Given request -
Rewrite every line of the material below as a numbered list, leaving out any blank lines.

Given information -

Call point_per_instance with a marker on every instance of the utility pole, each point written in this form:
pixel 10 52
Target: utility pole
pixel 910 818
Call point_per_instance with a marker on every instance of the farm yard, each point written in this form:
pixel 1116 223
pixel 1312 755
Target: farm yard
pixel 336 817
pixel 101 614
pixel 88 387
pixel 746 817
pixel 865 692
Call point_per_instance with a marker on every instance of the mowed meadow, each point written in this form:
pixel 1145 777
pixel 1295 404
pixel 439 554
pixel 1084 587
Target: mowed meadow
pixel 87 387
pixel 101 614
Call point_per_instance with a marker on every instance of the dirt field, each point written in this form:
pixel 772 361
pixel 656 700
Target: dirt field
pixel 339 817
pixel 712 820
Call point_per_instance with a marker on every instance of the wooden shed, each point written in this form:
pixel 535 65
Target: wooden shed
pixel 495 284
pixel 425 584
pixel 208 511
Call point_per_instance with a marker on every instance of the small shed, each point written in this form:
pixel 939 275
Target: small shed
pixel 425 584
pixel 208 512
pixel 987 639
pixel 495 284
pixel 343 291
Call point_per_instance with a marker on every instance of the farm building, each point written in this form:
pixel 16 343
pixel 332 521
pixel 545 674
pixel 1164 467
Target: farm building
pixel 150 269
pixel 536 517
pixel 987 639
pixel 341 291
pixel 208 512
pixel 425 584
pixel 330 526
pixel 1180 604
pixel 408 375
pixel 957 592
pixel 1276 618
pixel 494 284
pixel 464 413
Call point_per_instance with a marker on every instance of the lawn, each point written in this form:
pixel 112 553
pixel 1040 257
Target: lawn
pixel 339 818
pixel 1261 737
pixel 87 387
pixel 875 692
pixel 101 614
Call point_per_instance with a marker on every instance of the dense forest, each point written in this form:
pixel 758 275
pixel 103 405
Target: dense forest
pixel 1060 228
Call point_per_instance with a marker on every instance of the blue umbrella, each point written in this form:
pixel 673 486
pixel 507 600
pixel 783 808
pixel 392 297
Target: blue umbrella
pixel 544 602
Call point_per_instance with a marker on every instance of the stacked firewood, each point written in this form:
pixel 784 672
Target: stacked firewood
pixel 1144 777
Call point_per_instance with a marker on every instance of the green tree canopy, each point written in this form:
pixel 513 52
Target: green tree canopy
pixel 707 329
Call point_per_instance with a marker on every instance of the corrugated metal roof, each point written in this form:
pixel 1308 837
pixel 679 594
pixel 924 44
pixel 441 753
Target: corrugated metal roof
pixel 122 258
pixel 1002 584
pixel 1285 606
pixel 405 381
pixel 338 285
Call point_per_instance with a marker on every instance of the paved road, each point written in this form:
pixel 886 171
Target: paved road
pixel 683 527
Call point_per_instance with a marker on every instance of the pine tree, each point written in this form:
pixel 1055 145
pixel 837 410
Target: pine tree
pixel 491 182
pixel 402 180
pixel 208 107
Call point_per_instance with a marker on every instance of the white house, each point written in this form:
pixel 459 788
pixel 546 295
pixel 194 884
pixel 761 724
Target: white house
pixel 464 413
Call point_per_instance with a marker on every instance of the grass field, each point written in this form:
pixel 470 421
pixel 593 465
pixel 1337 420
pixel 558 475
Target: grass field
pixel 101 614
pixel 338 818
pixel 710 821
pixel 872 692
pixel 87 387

Answer to this task -
1. Call point_per_instance with a marker on every instance of the utility pole, each point written in this form:
2. pixel 10 52
3. Target: utility pole
4. pixel 910 818
5. Call point_per_instance with a marker on every instance of the farm yard, each point written in this form:
6. pixel 1116 223
7. pixel 1312 755
8. Target: farm yard
9. pixel 336 817
10. pixel 101 614
11. pixel 88 387
12. pixel 746 817
13. pixel 865 692
14. Call point_per_instance with a marker on every instance of the mowed meadow, each point written in this form:
15. pixel 1145 777
16. pixel 1295 404
17. pixel 439 554
18. pixel 1084 587
19. Target: mowed meadow
20. pixel 87 387
21. pixel 101 614
22. Call point_per_instance with a marker on every instance of the dirt field, each point written in this form:
23. pixel 772 361
24. pixel 656 700
25. Target: dirt field
26. pixel 339 817
27. pixel 712 820
28. Call point_per_instance with a marker on every instance of the wooden shed, each point written in this form:
29. pixel 535 65
30. Target: wooden shed
31. pixel 495 284
32. pixel 425 584
33. pixel 208 511
34. Call point_per_instance with a marker on every instance of the small shed, each point written in this form:
35. pixel 939 275
36. Target: small shed
37. pixel 425 584
38. pixel 208 512
39. pixel 987 639
40. pixel 495 284
41. pixel 343 291
42. Call point_per_instance with a marker on every instance of the farm building, each point written in this form:
43. pixel 16 343
44. pixel 332 521
45. pixel 545 674
46. pixel 1164 467
47. Target: farm building
48. pixel 150 269
49. pixel 536 517
50. pixel 987 639
51. pixel 341 291
52. pixel 208 512
53. pixel 425 584
54. pixel 330 526
55. pixel 1180 604
56. pixel 408 375
57. pixel 957 592
58. pixel 1276 618
59. pixel 494 284
60. pixel 464 413
61. Call point_per_instance with a marker on every instance of the lawn, each point written in this form:
62. pixel 112 553
63. pixel 1040 257
64. Target: lawn
65. pixel 339 818
66. pixel 1261 737
67. pixel 87 387
68. pixel 875 692
69. pixel 101 614
70. Call point_per_instance with a marker on every instance of the dense forest, each point written in this form:
71. pixel 758 275
72. pixel 103 405
73. Target: dense forest
74. pixel 1060 228
75. Call point_per_instance with a marker on every instance of the blue umbrella, each point written in this form:
76. pixel 673 486
77. pixel 507 600
78. pixel 783 808
79. pixel 392 297
80. Target: blue umbrella
81. pixel 544 602
82. Call point_per_instance with a marker on every instance of the stacked firewood, each point written in this form:
83. pixel 784 672
84. Target: stacked firewood
85. pixel 1144 777
86. Call point_per_instance with a marker on every instance of the green tree canopy, each point written in this form:
87. pixel 513 52
88. Target: green tree canopy
89. pixel 707 329
90. Call point_per_instance with a marker on every instance of the corrugated metal roof, each point written in this form:
91. pixel 1308 837
92. pixel 679 594
93. pixel 924 44
94. pixel 441 753
95. Target: corrugated metal roof
96. pixel 122 258
97. pixel 1002 584
98. pixel 1285 606
99. pixel 405 381
100. pixel 338 285
101. Call point_per_instance with a marker on every instance of the paved road, each point written in this form:
102. pixel 886 171
103. Target: paved road
104. pixel 683 527
105. Call point_per_instance with a marker on every instance of the pine tree, each point written in this form:
106. pixel 1055 145
107. pixel 837 410
108. Target: pine tree
109. pixel 491 182
110. pixel 402 180
111. pixel 208 107
112. Call point_per_instance with a marker on every instance of the white house, each point written in this form:
113. pixel 459 788
114. pixel 546 295
115. pixel 194 884
116. pixel 761 724
117. Target: white house
118. pixel 464 413
119. Call point_per_instance with a marker on every instance of the grass field, each point written in this form:
120. pixel 470 421
121. pixel 593 465
122. pixel 1337 420
123. pixel 558 475
124. Target: grass field
125. pixel 101 614
126. pixel 338 818
127. pixel 710 821
128. pixel 872 692
129. pixel 87 387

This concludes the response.